# The request
Type the records out again in full, exactly.

☆ ☆ ☆ ☆ ☆ ☆ ☆

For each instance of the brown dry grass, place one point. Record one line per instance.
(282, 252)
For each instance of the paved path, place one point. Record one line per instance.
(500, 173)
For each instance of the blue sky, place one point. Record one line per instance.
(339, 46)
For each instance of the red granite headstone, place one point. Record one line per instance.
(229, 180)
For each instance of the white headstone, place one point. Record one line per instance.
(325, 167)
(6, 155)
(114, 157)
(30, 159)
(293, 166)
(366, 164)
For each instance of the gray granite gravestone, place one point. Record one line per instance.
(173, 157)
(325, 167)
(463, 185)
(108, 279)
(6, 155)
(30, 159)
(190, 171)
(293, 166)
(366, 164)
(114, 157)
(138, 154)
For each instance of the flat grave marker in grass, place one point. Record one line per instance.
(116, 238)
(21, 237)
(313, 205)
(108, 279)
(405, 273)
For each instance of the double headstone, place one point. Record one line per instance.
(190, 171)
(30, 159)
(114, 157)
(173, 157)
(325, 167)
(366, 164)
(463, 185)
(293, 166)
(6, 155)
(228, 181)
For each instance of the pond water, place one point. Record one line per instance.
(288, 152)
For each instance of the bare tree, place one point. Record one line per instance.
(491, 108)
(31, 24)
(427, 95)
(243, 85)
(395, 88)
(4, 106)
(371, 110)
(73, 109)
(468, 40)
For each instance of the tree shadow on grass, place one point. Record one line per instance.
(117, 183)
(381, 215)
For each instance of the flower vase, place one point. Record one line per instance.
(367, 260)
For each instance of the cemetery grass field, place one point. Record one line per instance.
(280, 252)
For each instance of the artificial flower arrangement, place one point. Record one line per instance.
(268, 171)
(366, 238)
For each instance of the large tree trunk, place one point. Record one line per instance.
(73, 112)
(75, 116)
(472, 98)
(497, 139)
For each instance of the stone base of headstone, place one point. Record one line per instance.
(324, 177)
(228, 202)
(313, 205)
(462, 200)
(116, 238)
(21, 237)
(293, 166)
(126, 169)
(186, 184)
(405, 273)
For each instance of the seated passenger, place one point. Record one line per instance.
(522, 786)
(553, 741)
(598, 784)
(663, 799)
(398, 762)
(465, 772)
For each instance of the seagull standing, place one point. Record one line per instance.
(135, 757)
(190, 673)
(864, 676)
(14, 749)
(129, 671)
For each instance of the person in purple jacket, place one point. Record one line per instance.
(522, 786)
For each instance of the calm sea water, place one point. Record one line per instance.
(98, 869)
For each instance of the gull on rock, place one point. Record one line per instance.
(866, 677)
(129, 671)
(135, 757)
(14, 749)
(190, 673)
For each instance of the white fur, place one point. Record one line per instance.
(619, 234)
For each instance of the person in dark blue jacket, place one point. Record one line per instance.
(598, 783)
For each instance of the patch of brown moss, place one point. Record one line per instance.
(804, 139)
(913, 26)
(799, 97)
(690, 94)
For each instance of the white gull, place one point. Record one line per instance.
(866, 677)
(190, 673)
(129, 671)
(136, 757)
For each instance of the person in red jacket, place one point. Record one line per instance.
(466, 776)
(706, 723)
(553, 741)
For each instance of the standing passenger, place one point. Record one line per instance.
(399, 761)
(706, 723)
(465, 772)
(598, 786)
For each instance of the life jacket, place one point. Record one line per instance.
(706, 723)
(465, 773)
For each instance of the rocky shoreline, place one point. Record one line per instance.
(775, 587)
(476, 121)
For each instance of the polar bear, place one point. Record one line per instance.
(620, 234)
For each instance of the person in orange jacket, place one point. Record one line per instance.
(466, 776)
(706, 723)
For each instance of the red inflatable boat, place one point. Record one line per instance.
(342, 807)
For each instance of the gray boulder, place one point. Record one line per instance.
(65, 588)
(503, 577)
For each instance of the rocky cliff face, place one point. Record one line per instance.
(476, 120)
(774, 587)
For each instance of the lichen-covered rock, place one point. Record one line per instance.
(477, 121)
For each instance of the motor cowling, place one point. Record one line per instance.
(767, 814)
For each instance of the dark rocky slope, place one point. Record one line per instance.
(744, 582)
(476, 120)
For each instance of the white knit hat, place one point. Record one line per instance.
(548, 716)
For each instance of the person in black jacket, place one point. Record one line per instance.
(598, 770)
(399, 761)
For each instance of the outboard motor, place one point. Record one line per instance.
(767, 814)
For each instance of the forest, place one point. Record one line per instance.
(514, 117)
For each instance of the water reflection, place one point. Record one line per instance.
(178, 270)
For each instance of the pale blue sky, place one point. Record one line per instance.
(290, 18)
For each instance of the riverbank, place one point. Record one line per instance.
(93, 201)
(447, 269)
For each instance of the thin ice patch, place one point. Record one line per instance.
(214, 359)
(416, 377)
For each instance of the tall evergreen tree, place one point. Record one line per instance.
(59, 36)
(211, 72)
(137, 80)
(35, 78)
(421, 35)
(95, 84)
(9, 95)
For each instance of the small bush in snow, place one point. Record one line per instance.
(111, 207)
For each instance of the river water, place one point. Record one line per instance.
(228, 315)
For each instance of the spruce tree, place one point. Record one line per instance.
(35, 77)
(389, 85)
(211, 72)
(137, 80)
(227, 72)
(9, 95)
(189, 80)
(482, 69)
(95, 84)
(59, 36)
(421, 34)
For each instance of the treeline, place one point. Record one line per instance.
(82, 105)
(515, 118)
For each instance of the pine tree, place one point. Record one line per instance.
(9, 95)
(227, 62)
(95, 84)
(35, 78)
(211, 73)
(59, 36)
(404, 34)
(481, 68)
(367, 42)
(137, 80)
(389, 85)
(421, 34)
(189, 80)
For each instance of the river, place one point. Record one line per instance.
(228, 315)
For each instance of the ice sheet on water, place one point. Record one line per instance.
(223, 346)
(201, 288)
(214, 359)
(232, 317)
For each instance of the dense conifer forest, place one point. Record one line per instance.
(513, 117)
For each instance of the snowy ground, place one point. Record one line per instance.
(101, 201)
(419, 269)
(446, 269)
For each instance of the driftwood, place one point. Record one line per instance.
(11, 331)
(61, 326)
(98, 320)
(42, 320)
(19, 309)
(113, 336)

☆ ☆ ☆ ☆ ☆ ☆ ☆

# Exercise answer
For each instance of the brown dry grass, place one point. Record one line per instance.
(282, 252)
For each instance of the paved path, place one point. Record one line per instance.
(500, 173)
For each instance of the blue sky, place one point. Record one line per instance.
(339, 46)
For each instance of the red granite headstone, place one point. Record one line per instance.
(229, 180)
For each instance of the white headstone, place one point. Record one line per instance.
(325, 167)
(6, 155)
(114, 157)
(30, 159)
(293, 166)
(366, 164)
For each instance of the gray granite gravestone, place one point. Record one line per instance.
(173, 157)
(325, 167)
(463, 185)
(108, 279)
(6, 155)
(30, 159)
(190, 171)
(293, 166)
(366, 164)
(114, 157)
(138, 154)
For each instance of the flat grave marker in grass, place one point. Record one line per instance.
(116, 238)
(21, 237)
(313, 205)
(108, 279)
(405, 273)
For each instance of the double headstone, place one point. Record one line per instance.
(190, 171)
(30, 159)
(114, 157)
(173, 157)
(325, 167)
(366, 164)
(463, 185)
(293, 166)
(6, 155)
(228, 181)
For each instance of the pond water, place one point. Record one line per instance.
(288, 152)
For each instance of the bare tree, place one point. Record one line per instance.
(491, 108)
(31, 24)
(427, 95)
(243, 85)
(395, 88)
(4, 106)
(371, 110)
(73, 109)
(468, 40)
For each instance of the tree shadow on grass, place one point. Record one line per instance.
(117, 183)
(381, 215)
For each instance of the flower vase, place one point. Record one line per instance.
(367, 260)
For each instance of the cemetery grass field, place one point. Record one line per instance.
(280, 252)
For each instance of the artificial flower arrangement, place one point. Record one line per instance.
(268, 171)
(366, 238)
For each instance of the large tree trunk, place one point. Record one line per instance.
(73, 112)
(75, 116)
(472, 98)
(497, 139)
For each instance of the stone base of headstone, place one point. Record one line per instance.
(324, 177)
(228, 202)
(313, 205)
(462, 200)
(116, 238)
(21, 237)
(293, 166)
(126, 169)
(186, 184)
(405, 273)
For each instance of the seated passenger, place one point. Record one line per instance.
(522, 786)
(553, 741)
(598, 784)
(663, 799)
(398, 762)
(465, 772)
For each instance of the seagull standing, place one point. Record one line per instance.
(135, 757)
(190, 673)
(864, 676)
(14, 749)
(129, 671)
For each instance of the person in purple jacket, place one point. Record one line per instance.
(522, 786)
For each instance of the calm sea water, place one point. Record one line per instance.
(98, 869)
For each instance of the gull on rock, place one point. Record one line per instance.
(866, 677)
(129, 671)
(135, 757)
(14, 749)
(190, 673)
For each instance of the white fur, place one point. Record one line per instance.
(619, 234)
For each instance of the person in dark blue jacket, place one point. Record one line per instance.
(598, 783)
For each instance of the patch of brown moss, place one point. Record one line per instance.
(804, 139)
(913, 26)
(799, 97)
(690, 94)
For each instance of the white gull, place one point. Record one line per instance.
(866, 677)
(190, 673)
(129, 671)
(136, 757)
For each instance of the person in red jacket, place one point. Record one line per instance.
(466, 776)
(706, 723)
(553, 741)
For each instance of the standing passenger, place one point. Record one line per instance.
(399, 761)
(706, 723)
(465, 772)
(598, 786)
For each instance of the life jacket, place one point. Record one line per instance.
(706, 723)
(465, 773)
For each instance of the rocky shoreline, place one point. Record one line per instance.
(775, 587)
(476, 121)
For each instance of the polar bear, place one point. Record one line per instance.
(620, 234)
For each instance of the person in orange jacket, place one point. Record one line per instance.
(466, 776)
(706, 723)
For each instance of the red inflatable boat, place one point. Record one line per instance.
(342, 807)
For each instance of the gray boulder, place one point. Record one line per instance.
(65, 588)
(503, 577)
For each instance of the rocky cliff face, place one point. Record one line per instance.
(476, 120)
(774, 587)
For each instance of the lichen-covered rock, place one point. Record one line per instance.
(477, 121)
For each instance of the motor cowling, place one point. Record one line per instance.
(767, 814)
For each instance of the dark rocky slope, place one point. Record one line per instance.
(744, 582)
(476, 120)
For each instance of the white knit hat, place one point. Record one line per instance.
(548, 716)
For each instance of the person in black jacket, place one point. Record one line per instance.
(598, 770)
(399, 761)
For each instance of the outboard motor, place one point. Record one line per instance.
(767, 814)
For each instance of the forest, place one point. Record one line per instance.
(514, 117)
For each instance of the water reflection, place one point. Record one line per instance.
(178, 270)
For each instance of the pale blue sky, place one point. Record one line per instance.
(290, 18)
For each instance of the riverbank, place one point. Record one line per instance.
(93, 201)
(447, 269)
For each instance of the thin ice patch, place one point. Record one line per instance.
(214, 359)
(416, 377)
For each instance of the tall evergreen tree, place one point. Record one line per instance.
(59, 36)
(211, 72)
(137, 80)
(35, 78)
(421, 35)
(95, 84)
(9, 95)
For each instance of the small bush in snow, place one point. Record one line per instance.
(111, 207)
For each instance of the river water, place one point. Record one line per instance.
(228, 315)
For each instance of the spruce tree, place one point. Record one line per instance.
(35, 77)
(389, 85)
(211, 72)
(137, 80)
(227, 72)
(9, 95)
(189, 80)
(482, 69)
(95, 84)
(59, 36)
(421, 34)
For each instance of the treeline, place one point. Record one line per instance.
(82, 105)
(515, 118)
For each instance of the pine tree, place one point. Record one line per instance.
(9, 95)
(227, 62)
(95, 84)
(35, 78)
(211, 73)
(59, 36)
(404, 34)
(481, 68)
(367, 42)
(137, 80)
(389, 85)
(421, 34)
(189, 80)
For each instance of the river, place one point. Record one line per instance.
(228, 315)
For each instance of the ice sheet on water, place one point. Record one line per instance.
(223, 346)
(201, 288)
(214, 359)
(232, 317)
For each instance of the dense conifer forest, place one point. Record one line per instance.
(513, 117)
For each instance of the snowy ground, place one point. Record one line per instance.
(101, 201)
(419, 269)
(446, 269)
For each instance of the driftwood, place one point. Record one line per instance.
(11, 331)
(61, 326)
(98, 320)
(42, 320)
(19, 309)
(113, 336)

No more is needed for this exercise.